#### [RECORDS SUPPLIED]
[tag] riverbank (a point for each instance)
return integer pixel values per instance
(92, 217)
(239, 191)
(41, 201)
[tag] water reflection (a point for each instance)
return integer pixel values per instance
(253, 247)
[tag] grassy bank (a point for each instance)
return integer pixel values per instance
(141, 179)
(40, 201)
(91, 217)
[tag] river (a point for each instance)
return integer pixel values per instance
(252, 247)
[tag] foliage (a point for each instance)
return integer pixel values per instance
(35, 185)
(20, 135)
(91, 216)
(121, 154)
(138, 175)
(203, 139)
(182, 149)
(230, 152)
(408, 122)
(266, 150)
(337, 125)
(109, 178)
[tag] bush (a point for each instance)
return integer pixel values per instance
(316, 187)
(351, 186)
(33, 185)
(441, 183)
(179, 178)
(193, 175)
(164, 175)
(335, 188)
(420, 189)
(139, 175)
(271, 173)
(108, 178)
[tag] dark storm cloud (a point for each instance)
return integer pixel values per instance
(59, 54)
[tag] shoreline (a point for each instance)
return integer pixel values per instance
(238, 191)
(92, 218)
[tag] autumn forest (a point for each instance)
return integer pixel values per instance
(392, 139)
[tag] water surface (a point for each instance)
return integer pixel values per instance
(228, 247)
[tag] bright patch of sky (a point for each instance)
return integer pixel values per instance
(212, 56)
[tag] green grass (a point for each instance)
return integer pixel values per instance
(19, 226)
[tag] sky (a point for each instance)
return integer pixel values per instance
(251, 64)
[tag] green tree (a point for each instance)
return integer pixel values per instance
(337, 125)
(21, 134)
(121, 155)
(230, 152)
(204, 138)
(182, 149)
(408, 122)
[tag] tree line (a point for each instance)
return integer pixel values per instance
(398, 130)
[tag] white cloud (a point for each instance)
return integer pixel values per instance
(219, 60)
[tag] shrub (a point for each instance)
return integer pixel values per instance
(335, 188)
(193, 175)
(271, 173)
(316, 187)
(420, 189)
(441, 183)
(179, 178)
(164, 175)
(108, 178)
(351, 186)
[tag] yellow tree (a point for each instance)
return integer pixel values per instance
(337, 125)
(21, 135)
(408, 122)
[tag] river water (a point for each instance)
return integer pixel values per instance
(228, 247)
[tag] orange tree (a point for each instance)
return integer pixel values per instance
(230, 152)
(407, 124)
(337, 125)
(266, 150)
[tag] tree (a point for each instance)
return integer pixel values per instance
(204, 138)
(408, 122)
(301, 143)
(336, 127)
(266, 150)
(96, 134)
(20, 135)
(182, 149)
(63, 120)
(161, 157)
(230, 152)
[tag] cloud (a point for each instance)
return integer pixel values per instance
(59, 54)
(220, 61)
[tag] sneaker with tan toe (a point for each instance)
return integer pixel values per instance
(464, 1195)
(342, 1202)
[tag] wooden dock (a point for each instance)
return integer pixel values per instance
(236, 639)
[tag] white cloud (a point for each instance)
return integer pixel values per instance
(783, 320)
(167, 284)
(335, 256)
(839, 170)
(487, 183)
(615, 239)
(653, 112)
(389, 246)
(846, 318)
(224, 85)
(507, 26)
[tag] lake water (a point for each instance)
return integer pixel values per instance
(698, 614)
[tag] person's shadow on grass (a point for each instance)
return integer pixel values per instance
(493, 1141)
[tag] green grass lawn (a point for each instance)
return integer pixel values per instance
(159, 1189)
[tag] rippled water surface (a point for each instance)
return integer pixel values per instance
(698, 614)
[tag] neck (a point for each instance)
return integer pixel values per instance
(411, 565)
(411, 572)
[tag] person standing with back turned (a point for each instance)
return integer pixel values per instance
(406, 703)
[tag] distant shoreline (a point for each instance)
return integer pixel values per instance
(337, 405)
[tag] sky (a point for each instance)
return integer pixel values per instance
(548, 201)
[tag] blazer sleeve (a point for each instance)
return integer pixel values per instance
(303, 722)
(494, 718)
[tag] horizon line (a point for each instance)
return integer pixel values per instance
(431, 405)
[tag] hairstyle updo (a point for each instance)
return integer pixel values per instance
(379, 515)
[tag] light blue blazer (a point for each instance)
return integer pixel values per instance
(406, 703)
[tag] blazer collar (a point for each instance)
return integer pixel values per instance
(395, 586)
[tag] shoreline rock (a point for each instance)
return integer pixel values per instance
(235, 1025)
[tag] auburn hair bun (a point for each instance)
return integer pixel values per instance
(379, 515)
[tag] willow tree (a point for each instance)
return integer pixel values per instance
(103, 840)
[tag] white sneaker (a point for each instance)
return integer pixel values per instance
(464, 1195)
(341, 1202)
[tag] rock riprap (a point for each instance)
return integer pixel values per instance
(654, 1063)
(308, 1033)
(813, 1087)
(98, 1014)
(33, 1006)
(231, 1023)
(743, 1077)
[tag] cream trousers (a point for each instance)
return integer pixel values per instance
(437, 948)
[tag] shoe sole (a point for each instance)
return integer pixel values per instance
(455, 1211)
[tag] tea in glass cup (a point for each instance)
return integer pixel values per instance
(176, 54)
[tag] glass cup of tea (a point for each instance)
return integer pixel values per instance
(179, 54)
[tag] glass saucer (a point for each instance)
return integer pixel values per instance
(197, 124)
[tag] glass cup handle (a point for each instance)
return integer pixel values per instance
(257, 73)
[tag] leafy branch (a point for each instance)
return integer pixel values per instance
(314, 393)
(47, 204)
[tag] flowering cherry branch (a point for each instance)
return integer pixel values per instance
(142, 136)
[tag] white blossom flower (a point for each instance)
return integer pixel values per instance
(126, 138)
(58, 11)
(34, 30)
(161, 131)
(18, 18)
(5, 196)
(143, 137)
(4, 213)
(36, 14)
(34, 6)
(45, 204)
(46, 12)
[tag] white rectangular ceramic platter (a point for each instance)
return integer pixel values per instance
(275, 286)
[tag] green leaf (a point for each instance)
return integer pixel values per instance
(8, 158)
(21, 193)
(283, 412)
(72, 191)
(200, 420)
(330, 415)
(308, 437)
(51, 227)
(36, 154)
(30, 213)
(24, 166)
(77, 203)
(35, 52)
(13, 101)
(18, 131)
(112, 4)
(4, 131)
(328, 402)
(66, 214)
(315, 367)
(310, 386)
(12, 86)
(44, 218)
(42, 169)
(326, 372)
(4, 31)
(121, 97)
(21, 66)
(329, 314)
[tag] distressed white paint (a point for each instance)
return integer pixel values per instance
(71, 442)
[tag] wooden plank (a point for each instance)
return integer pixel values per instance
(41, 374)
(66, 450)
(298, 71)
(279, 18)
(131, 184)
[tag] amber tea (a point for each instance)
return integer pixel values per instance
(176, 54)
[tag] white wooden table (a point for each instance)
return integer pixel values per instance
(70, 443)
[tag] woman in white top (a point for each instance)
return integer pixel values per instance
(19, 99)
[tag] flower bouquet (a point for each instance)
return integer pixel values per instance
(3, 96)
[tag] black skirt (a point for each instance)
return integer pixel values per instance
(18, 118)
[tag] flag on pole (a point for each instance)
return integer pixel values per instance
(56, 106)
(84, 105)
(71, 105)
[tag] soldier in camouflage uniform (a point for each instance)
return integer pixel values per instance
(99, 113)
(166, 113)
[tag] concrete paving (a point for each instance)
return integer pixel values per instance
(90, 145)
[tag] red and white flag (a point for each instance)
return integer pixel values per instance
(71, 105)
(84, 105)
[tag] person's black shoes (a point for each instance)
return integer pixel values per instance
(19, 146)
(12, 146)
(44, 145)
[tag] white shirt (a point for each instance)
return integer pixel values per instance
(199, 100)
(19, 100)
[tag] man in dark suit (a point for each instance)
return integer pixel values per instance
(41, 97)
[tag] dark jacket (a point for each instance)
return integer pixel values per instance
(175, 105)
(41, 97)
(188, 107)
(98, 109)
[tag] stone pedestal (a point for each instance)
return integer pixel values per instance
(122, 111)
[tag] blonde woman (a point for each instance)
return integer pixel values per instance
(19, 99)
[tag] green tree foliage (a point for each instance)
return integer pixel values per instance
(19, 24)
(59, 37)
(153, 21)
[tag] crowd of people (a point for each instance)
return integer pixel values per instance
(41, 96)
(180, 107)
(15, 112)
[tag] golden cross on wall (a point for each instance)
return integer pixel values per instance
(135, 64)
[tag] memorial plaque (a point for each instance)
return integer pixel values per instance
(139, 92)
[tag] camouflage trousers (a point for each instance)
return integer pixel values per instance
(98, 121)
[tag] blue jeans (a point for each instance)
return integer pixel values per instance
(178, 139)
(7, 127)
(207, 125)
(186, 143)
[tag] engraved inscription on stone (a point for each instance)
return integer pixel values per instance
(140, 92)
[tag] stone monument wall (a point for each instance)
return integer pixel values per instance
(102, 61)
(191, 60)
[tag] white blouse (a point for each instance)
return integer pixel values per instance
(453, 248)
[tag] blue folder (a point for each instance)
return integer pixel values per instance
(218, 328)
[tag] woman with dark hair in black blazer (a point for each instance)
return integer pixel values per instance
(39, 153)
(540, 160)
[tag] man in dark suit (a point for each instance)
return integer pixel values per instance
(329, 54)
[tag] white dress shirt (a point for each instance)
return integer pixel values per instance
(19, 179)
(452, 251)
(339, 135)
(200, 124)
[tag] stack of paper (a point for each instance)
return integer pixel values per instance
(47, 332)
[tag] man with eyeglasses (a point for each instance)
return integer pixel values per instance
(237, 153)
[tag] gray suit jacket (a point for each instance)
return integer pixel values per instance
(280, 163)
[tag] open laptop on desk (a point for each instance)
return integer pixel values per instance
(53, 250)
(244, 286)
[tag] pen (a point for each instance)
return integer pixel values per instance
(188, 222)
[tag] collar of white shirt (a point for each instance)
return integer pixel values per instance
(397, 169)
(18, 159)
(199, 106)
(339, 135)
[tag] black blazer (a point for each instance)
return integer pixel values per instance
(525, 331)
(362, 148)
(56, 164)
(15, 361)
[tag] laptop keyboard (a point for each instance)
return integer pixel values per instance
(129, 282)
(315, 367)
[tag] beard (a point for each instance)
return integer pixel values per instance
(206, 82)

#### [WHAT YOU WILL DO]
If a line in the material above contains "water", show that line.

#### [EXERCISE SOLUTION]
[tag] water reflection (a point for each instance)
[tag] water surface (a point for each instance)
[tag] river water (a point for each instance)
[tag] lake water (a point for each instance)
[tag] rippled water surface (a point for each instance)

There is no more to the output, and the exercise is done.